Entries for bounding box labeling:
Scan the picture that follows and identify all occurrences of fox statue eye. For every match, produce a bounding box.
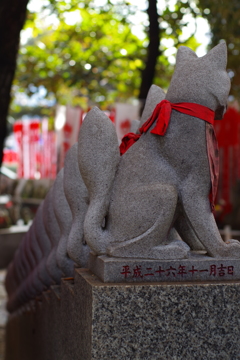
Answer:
[214,105,227,120]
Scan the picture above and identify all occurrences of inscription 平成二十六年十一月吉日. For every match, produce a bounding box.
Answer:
[121,264,234,279]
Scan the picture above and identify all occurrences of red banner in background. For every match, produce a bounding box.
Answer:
[10,119,57,179]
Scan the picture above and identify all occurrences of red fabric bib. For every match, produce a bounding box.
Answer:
[120,100,219,211]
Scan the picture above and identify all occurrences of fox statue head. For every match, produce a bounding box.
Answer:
[166,43,230,120]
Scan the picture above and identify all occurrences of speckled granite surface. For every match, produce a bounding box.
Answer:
[6,269,240,360]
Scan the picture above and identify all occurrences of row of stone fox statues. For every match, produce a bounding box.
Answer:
[6,43,240,311]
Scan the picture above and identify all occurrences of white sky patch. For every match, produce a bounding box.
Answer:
[63,10,82,25]
[20,28,33,45]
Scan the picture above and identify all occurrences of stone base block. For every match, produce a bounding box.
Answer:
[6,269,240,360]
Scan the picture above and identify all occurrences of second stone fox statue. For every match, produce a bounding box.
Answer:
[69,43,240,259]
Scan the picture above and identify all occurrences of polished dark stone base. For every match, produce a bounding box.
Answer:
[6,269,240,360]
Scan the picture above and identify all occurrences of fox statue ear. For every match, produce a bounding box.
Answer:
[138,85,166,128]
[203,41,227,70]
[176,46,198,66]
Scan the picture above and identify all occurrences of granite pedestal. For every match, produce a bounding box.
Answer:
[6,269,240,360]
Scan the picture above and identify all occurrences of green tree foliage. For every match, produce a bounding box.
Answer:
[12,0,201,112]
[199,0,240,98]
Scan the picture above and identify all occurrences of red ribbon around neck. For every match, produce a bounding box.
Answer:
[119,100,219,211]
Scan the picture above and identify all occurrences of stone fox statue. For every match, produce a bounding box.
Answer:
[78,43,240,259]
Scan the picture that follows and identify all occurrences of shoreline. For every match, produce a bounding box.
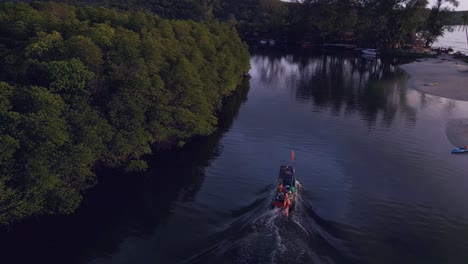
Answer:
[399,54,468,101]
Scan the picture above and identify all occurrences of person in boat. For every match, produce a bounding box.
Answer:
[283,192,291,216]
[278,182,284,192]
[283,192,291,208]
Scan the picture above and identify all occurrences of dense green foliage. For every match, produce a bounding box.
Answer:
[0,3,249,224]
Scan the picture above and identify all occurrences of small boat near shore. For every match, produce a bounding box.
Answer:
[271,165,297,216]
[361,49,379,56]
[452,146,468,154]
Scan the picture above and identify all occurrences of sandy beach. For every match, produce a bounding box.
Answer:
[400,54,468,101]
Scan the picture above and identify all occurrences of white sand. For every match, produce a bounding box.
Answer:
[400,55,468,101]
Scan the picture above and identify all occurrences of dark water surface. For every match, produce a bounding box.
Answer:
[0,50,468,264]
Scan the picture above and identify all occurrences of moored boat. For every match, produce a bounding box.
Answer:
[271,165,297,215]
[361,49,379,56]
[452,146,468,154]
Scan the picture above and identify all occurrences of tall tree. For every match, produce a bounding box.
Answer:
[423,0,459,48]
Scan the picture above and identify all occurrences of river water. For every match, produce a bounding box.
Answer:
[0,52,468,264]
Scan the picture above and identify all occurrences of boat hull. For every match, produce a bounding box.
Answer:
[452,147,468,154]
[271,165,297,215]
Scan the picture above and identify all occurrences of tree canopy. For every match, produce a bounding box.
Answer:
[0,1,249,224]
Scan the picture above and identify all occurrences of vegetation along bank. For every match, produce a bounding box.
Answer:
[0,2,249,225]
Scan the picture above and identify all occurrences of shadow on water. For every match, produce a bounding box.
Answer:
[250,51,416,127]
[0,79,249,263]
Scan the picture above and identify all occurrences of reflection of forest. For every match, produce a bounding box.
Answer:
[252,51,416,126]
[0,79,249,263]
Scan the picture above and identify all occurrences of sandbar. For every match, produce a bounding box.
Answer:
[400,54,468,101]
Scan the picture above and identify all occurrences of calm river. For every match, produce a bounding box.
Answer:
[0,52,468,264]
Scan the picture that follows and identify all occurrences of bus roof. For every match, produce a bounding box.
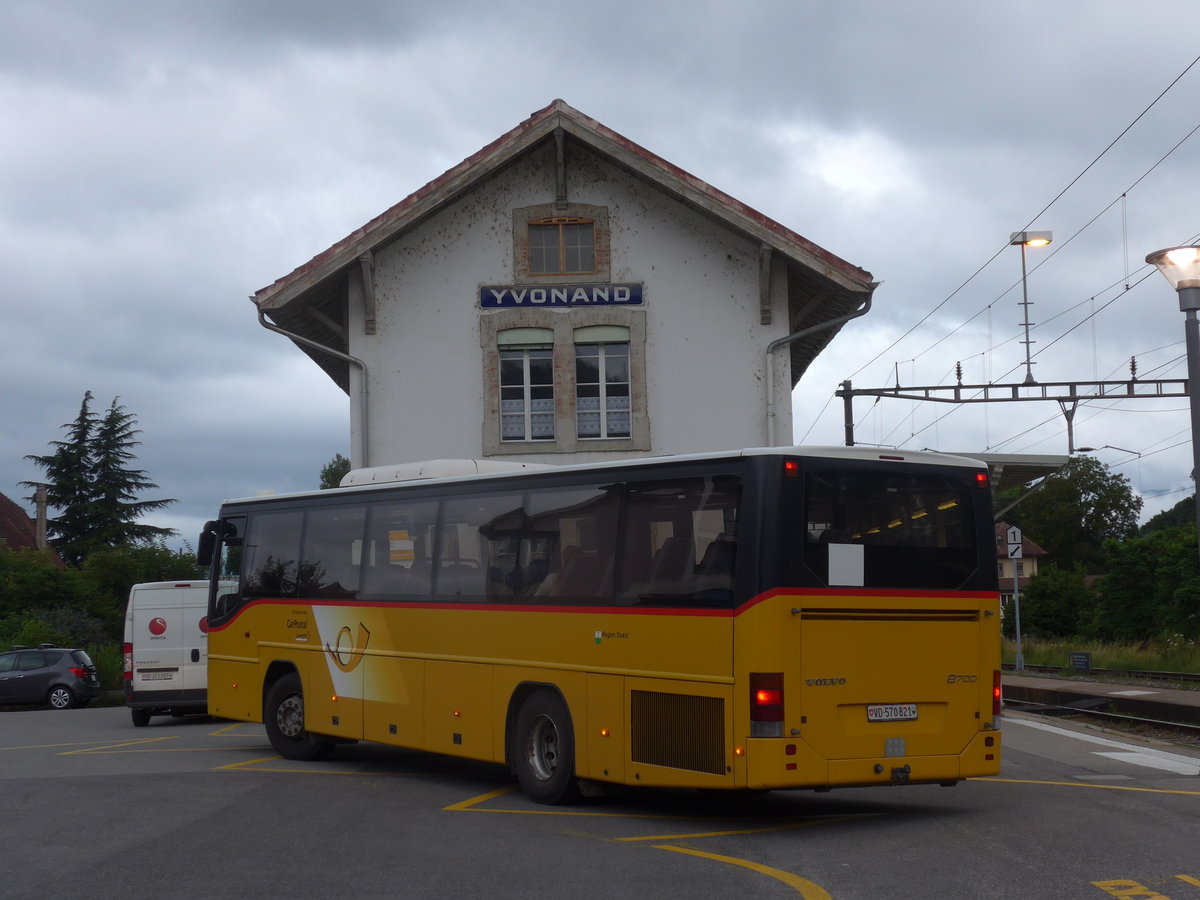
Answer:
[224,445,988,504]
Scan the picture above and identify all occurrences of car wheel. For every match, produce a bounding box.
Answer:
[263,672,334,760]
[512,690,580,804]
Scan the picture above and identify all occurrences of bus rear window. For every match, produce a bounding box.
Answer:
[781,467,994,589]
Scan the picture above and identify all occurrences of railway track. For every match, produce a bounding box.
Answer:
[1002,662,1200,685]
[1004,698,1200,746]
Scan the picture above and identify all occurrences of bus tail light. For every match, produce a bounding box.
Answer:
[750,672,784,738]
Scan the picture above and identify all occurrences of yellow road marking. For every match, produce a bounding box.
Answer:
[654,844,832,900]
[442,785,517,812]
[60,737,179,756]
[616,812,886,842]
[0,740,135,750]
[967,778,1200,797]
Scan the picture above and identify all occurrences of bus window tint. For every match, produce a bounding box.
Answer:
[242,510,304,596]
[620,475,742,607]
[296,506,366,599]
[361,500,438,600]
[785,470,978,588]
[525,485,620,602]
[433,494,521,600]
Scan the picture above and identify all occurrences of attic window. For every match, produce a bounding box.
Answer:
[529,216,596,275]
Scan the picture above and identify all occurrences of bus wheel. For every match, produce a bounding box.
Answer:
[514,690,580,804]
[263,672,334,760]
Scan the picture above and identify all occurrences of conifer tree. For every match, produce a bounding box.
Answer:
[22,391,175,566]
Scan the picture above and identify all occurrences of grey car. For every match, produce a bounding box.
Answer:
[0,644,100,709]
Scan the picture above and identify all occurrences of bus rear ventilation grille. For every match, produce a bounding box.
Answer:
[630,691,725,775]
[800,607,979,622]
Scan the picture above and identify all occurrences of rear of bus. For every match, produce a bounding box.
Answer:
[733,448,1001,788]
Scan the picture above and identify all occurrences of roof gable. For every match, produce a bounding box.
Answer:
[253,100,872,311]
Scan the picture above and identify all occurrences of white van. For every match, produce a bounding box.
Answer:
[125,581,219,726]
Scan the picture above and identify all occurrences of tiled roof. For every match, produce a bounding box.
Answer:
[0,493,64,565]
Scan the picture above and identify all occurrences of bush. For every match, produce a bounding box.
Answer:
[84,643,125,691]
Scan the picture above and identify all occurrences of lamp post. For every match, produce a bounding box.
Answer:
[1146,246,1200,561]
[1008,232,1054,384]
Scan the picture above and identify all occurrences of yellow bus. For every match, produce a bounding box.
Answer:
[199,448,1001,803]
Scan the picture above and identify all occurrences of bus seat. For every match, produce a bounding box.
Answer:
[700,534,738,575]
[650,536,691,581]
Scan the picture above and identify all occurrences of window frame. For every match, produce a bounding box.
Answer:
[497,338,558,444]
[526,216,596,277]
[512,203,612,284]
[479,306,650,456]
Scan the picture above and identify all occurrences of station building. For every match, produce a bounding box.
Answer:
[252,100,875,468]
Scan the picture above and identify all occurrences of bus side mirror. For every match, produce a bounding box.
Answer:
[196,522,217,568]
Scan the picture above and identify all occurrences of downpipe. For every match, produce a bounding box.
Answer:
[767,281,880,446]
[251,307,371,469]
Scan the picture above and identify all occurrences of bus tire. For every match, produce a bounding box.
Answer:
[512,689,580,804]
[263,672,334,760]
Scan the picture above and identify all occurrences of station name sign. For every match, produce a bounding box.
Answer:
[479,284,642,310]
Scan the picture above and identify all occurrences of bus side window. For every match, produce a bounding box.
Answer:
[521,484,620,602]
[622,475,742,607]
[433,494,522,601]
[296,506,366,599]
[360,499,438,600]
[242,510,304,596]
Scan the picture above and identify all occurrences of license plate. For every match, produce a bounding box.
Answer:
[866,703,917,722]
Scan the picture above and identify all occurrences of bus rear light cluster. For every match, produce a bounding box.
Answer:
[750,672,784,738]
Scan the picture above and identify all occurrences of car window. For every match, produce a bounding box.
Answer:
[17,650,46,672]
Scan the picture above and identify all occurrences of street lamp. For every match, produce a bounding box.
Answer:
[1146,247,1200,561]
[1008,232,1054,384]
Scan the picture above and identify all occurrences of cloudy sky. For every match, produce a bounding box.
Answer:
[0,0,1200,547]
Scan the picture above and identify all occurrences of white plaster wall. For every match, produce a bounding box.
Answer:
[350,144,791,466]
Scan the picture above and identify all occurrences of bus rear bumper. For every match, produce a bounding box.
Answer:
[744,731,1000,790]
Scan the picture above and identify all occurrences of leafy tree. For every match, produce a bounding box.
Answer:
[1141,494,1196,535]
[80,542,206,635]
[1021,566,1096,637]
[320,454,350,491]
[0,541,89,619]
[1087,524,1200,641]
[1007,456,1141,574]
[22,391,175,566]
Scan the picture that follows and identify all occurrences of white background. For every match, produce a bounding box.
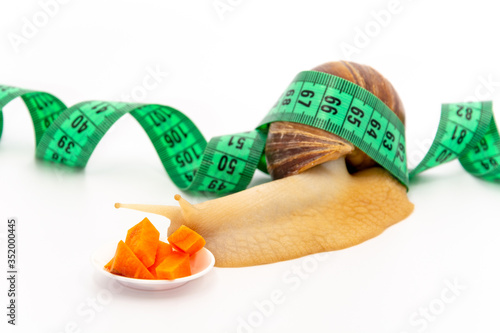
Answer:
[0,0,500,333]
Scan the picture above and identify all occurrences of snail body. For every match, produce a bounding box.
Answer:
[116,62,413,267]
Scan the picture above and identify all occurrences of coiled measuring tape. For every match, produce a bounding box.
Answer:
[0,71,500,193]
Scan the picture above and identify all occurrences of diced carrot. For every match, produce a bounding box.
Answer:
[148,241,172,277]
[110,241,154,279]
[156,251,191,280]
[125,217,160,267]
[168,225,205,255]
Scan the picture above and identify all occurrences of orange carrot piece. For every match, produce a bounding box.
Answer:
[168,225,205,255]
[110,241,154,279]
[125,217,160,267]
[148,241,172,277]
[156,251,191,280]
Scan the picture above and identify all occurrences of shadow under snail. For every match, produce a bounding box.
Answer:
[115,61,413,267]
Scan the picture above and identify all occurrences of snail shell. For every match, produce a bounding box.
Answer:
[265,61,405,179]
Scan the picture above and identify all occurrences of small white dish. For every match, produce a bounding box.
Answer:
[91,241,215,291]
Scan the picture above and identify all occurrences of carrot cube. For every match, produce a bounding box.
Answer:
[168,225,205,255]
[110,241,154,279]
[156,251,191,280]
[148,241,172,277]
[125,217,160,267]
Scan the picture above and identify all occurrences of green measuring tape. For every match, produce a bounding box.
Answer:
[0,71,500,193]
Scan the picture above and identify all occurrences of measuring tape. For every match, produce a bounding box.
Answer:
[0,71,500,193]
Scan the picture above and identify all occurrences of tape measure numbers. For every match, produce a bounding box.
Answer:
[0,71,500,193]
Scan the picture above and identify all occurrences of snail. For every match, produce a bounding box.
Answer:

Instructions for the task - Find every line in the entries above that contains the string "roof", and copy each one out. Case counts.

Response below -
Scan the picture that follows and identify all occurrences of bus roof. For every match, produce a bounding box.
Scan the picture above and identify all occurrences of roof gable. For every match, produce a bounding box.
Scan the picture above and identify all occurrences of tiled roof. For every match, produce a bounding box.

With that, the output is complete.